Required work:
• a. Reproduce the return-to-work text from "- Develop a" to "follow-ups through resolution.".
• b. According to the return-to-work text, when does contact tracing have limited utility?

[Opening Text under study section]

Three essentials of a successful return-to-work strategy, which apply to nearly every industry and geography:
- Ensure stakeholders have a complete and timely view of risks impacting their assets, including changing conditions from COVID-19 other threats such as civil unrest and natural disasters.
- Protect people by giving them actionable information about developments that impact them directly. Contact tracing plays a pivotal role in this process.
- Develop a reopening strategy that provides for forwarding progress while also allowing for unforeseen setbacks and new COVID-19 outbreaks.
Contact tracing is a set of techniques and tools that enable people and organizations to document contact between individuals in case one or more of them becomes infected at a later time. The process has limited utility during total shutdowns when nearly everyone is isolated, but it is crucial during the re-opening process when the objective shifts to isolated and selective response.
Although identifying potential exposures and notifying affected people are the two essential capabilities of a tracing system, a more comprehensive solution includes tools to prevent new exposures as well as to guide people through the process of identifying symptoms, reporting test results, and managing follow-ups through resolution.

[Closing Text under study section]
[Opening Entries provided section]

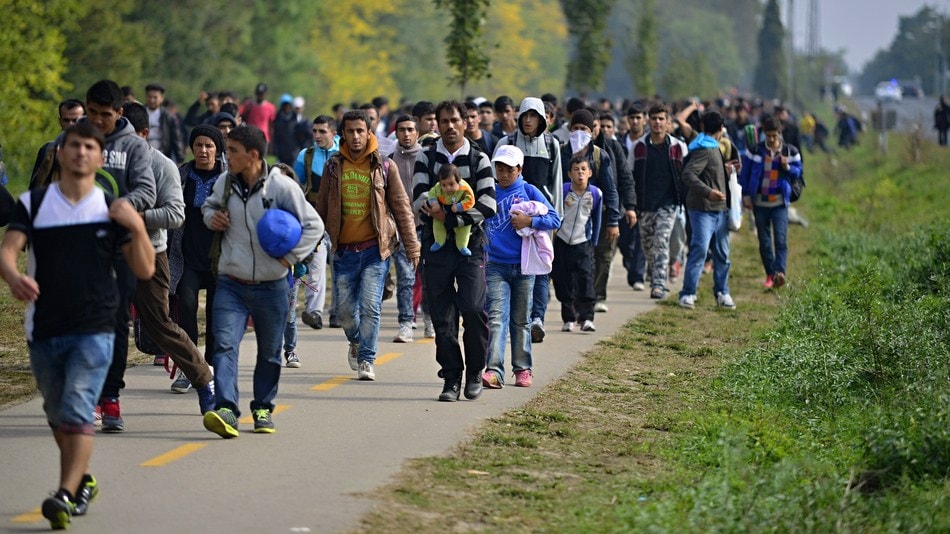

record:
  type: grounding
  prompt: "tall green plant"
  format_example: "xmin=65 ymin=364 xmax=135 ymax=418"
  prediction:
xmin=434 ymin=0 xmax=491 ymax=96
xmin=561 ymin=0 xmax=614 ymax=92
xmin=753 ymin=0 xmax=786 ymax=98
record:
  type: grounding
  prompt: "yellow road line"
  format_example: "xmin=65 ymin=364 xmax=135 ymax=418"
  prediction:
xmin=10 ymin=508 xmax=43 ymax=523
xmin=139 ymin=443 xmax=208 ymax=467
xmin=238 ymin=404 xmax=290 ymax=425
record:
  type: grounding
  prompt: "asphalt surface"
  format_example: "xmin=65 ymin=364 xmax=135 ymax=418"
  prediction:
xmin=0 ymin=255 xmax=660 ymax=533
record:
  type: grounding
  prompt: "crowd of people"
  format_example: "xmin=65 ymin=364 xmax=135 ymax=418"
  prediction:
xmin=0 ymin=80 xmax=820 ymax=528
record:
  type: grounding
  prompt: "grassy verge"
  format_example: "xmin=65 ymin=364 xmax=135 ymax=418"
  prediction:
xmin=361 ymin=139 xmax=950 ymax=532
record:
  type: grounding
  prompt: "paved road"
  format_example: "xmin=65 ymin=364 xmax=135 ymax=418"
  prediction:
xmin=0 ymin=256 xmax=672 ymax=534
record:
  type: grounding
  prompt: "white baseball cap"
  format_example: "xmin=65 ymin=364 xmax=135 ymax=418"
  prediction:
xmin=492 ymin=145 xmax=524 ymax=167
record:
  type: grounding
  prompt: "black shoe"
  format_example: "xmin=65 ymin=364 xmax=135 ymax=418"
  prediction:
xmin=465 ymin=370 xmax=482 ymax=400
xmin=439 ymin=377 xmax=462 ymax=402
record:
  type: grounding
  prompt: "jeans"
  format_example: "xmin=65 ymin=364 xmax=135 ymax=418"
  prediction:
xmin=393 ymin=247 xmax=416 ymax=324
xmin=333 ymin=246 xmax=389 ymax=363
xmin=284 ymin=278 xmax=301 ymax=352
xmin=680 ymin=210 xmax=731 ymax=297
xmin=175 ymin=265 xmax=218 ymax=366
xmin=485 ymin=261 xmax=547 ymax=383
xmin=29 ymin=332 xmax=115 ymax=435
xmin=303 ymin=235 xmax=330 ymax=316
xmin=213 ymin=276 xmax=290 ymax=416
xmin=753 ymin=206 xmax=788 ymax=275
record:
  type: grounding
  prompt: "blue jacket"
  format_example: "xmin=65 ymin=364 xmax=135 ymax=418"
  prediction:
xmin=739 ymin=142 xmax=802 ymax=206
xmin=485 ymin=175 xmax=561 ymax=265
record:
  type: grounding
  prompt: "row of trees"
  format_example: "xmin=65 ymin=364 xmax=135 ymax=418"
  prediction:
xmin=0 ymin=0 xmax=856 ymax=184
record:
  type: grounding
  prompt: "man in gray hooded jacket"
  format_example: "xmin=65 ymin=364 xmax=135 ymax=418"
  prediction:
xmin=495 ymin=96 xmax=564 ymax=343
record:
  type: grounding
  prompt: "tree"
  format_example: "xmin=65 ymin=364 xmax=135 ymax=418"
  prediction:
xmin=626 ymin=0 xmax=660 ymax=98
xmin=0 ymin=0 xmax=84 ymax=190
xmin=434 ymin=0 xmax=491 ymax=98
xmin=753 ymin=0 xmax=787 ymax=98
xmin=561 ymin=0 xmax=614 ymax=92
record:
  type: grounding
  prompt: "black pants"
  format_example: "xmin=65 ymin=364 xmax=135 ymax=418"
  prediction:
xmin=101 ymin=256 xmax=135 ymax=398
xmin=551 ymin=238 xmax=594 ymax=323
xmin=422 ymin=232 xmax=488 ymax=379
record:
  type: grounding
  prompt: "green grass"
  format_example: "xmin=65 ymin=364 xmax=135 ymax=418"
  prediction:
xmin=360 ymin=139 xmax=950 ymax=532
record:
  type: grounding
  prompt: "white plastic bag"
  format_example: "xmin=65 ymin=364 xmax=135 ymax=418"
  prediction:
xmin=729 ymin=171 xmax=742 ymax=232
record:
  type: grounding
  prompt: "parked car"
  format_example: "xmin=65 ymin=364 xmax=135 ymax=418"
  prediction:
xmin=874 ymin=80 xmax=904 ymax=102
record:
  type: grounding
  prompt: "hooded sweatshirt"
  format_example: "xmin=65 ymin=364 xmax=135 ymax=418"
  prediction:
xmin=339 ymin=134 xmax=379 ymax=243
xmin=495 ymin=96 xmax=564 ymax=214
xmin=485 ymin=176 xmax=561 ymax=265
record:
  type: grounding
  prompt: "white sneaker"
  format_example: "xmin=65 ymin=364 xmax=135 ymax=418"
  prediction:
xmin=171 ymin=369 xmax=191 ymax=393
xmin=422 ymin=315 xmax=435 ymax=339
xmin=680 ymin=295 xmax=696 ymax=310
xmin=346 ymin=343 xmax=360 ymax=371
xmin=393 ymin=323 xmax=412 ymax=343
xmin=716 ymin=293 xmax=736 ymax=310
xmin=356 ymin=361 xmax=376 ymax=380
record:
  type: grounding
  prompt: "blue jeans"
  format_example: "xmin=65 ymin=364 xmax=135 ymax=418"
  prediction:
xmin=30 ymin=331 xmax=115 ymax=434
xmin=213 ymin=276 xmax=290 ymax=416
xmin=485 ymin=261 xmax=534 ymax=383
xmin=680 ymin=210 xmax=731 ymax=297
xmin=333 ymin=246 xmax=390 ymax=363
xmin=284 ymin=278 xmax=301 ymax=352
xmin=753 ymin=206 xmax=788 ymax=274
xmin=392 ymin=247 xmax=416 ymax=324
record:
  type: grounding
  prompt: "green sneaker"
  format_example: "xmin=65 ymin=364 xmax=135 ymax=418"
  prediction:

[Closing Entries provided section]

Answers below:
• a.
- Develop a reopening strategy that provides for forwarding progress while also allowing for unforeseen setbacks and new COVID-19 outbreaks.
Contact tracing is a set of techniques and tools that enable people and organizations to document contact between individuals in case one or more of them becomes infected at a later time. The process has limited utility during total shutdowns when nearly everyone is isolated, but it is crucial during the re-opening process when the objective shifts to isolated and selective response.
Although identifying potential exposures and notifying affected people are the two essential capabilities of a tracing system, a more comprehensive solution includes tools to prevent new exposures as well as to guide people through the process of identifying symptoms, reporting test results, and managing follow-ups through resolution.

• b. During total shutdowns, when nearly everyone is isolated.